== Texto de leitura ==
+++

Destarte, o vínculo de paternidade "não se esgota na fragilidade de um momento capaz de decidir toda uma vida, ou na fecundação do óvulo pelo espermatozóide; ela é experiência de vida, ela evolui e se desdobra com a vida, de acordo com modalidades constantemente imprevistas, cuja constância, precisamente, é a imprevisibilidade" 51.

Ocorre que a partir do momento em que se tornou "direito de toda a criança poder conhecer a sua origem, sua identidade biológica e civil, sua família de sangue" 52, que esse direito é considerado um direito fundamental de personalidade, integrante da dignidade humana, ele não poderia "ser afastado nem pelo Poder Judiciário, nem pela sociedade, nem pelo Estado" 53:

"a Constituição Federal Brasileira, invocando os princípios da dignidade da pessoa humana e da paternidade responsável (art. 226, § 1º), assegura à criança o direito à dignidade e ao respeito (art. 227). Saber a verdade sobre a sua paternidade é um legítimo interesse da criança. Um direito humano que nenhuma lei e nenhuma Corte pode frustrar".

Nesse contexto, a questão que se coloca é: em havendo vínculo afetivo em relação à criança, será que se poderia a relativização da coisa julgada tendo como fundamento o vínculo biológico?

A nosso ver, é preciso que antes de tudo se faça a distinção entre duas realidades diferentes: o direito à identidade genética, esse sim, inafastável pela lei ou pelo Poder Judiciário, até em razão de questões ligadas à saúde, e o direito à filiação biológica, que não se superpõe à filiação afetiva. Ambos estão no mesmo plano, inexistindo qualquer tipo de gradação, valoração ou hierarquia entre eles:

"enquanto a paternidade biológica navega na cavidade sanguínea, a família afetiva transcende os mares do sangue, conectando o ideal da paternidade e da maternidade responsável, hasteando o véu impenetrável que encobre as relações sociológicas, regozijando-se com o nascimento emocional e espiritual do filho, edificando a família pelo cordão umbilical do amor, do afeto, do desvelo, do coração e da emoção, (re)velando o mistério insondável da filiação, engendrando um verdadeiro reconhecimento de estado de filho afetivo" 54.

+++

== Objetivo 1 ==
Informe cada linha dos registros em que aparece a palavra "sleeveless".

[Registros de marcação de localização]

+++

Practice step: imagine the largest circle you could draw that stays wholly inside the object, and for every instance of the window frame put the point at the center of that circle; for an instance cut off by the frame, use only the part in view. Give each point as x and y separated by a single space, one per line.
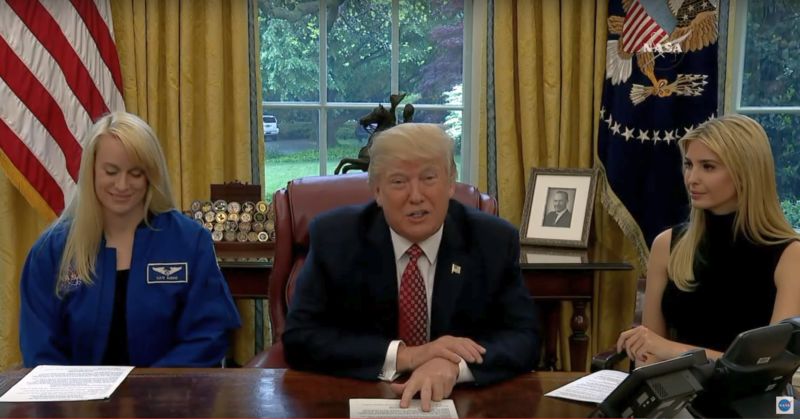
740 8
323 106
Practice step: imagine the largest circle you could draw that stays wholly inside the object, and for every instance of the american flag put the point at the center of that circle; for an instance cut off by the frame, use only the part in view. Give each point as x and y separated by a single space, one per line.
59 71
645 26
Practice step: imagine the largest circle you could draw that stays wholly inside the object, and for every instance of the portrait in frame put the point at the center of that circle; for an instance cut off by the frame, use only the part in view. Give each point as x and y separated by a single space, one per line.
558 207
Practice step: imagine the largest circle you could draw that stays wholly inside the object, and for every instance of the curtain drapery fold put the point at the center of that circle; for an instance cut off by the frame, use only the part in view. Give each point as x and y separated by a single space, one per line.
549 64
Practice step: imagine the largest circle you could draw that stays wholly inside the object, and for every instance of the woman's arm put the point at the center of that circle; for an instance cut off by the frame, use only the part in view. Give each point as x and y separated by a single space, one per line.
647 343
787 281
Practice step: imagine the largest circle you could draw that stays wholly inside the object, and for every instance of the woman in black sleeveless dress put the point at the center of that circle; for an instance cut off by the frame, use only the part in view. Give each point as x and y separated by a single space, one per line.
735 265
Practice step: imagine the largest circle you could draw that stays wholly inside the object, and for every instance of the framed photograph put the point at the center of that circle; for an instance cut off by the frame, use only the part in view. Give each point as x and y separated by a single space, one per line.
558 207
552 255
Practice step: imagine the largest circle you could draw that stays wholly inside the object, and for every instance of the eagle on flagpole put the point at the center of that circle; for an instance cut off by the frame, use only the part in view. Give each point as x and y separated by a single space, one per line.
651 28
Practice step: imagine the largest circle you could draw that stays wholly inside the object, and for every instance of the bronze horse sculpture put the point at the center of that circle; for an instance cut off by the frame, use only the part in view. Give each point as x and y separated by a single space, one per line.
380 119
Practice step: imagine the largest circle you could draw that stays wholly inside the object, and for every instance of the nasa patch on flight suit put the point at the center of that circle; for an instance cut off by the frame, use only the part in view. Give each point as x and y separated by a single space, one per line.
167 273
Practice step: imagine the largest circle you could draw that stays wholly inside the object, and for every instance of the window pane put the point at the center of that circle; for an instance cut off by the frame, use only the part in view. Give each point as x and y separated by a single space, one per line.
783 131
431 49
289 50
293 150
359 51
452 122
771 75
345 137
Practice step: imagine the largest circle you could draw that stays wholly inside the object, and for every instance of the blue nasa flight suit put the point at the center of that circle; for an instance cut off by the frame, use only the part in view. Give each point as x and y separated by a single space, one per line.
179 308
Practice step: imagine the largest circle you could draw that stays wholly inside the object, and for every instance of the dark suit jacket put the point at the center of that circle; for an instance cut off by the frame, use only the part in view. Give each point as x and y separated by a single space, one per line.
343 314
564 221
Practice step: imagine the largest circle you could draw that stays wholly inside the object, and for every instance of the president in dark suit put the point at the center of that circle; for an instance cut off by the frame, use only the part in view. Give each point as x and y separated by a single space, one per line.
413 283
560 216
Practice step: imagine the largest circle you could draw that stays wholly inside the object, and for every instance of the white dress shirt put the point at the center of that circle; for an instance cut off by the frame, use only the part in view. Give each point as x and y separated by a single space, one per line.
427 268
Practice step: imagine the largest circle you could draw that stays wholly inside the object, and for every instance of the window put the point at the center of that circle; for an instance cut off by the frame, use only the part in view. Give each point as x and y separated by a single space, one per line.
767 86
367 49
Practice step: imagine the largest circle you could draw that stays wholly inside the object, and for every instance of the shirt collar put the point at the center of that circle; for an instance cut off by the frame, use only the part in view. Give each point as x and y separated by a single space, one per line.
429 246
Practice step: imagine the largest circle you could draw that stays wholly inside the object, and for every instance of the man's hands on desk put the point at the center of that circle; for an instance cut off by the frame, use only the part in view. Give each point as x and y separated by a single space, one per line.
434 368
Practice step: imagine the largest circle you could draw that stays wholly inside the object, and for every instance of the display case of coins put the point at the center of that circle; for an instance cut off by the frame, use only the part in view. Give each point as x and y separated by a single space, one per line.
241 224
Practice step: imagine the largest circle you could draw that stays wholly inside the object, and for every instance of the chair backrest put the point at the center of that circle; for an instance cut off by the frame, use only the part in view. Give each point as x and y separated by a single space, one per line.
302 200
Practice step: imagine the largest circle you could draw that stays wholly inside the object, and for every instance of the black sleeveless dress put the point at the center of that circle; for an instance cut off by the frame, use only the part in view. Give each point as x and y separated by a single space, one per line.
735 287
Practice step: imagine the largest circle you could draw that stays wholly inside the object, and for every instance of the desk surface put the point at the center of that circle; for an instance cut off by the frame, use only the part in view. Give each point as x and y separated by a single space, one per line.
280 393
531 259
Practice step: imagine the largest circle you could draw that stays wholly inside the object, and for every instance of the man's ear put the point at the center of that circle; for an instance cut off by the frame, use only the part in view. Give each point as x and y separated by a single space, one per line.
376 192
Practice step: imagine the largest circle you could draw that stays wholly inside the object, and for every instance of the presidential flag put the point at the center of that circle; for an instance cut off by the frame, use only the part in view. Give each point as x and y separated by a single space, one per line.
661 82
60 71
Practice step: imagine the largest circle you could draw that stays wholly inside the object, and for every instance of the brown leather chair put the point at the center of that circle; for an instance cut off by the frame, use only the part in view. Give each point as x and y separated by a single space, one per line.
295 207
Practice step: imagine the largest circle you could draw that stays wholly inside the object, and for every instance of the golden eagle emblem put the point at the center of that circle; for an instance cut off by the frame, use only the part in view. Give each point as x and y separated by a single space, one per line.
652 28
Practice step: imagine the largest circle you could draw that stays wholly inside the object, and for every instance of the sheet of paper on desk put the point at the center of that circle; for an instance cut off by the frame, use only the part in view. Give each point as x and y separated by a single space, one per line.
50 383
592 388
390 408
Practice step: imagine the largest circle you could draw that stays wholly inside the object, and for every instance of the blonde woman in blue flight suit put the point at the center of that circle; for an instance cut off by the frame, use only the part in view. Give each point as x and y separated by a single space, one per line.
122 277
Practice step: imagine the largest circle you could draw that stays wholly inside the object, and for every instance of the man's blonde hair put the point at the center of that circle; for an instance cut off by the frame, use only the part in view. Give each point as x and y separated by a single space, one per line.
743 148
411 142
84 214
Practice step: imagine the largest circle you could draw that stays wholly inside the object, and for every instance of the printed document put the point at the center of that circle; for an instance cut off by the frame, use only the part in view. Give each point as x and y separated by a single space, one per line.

+++

== Objetivo 2 ==
Para cada afirmação a seguir, indique se está de acordo com o texto sobre paternidade, respondendo sim ou não e citando literalmente as palavras do texto que decidem a questão. (a) A Constituição Federal assegura à criança o direito à dignidade e ao respeito no art. 227. (b) A filiação biológica se superpõe à filiação afetiva. (c) O direito à identidade genética pode ser afastado pelo Poder Judiciário.

== Resposta completa 1 ==
Practice step: imagine the largest circle you could draw that stays wholly inside the object, and for every instance of the woman in black sleeveless dress put the point at the center of that circle; for an instance cut off by the frame, use only the part in view. Give each point as x and y separated by a single space, one per line.
Practice step: imagine the largest circle you could draw that stays wholly inside the object, and for every instance of the black sleeveless dress put the point at the center of that circle; for an instance cut off by the frame, use only the part in view. Give each point as x and y separated by a single space, one per line.

== Resposta completa 2 ==
(a) Sim: "assegura à criança o direito à dignidade e ao respeito (art. 227)".
(b) Não: "o direito à filiação biológica, que não se superpõe à filiação afetiva".
(c) Não: "o direito à identidade genética, esse sim, inafastável pela lei ou pelo Poder Judiciário".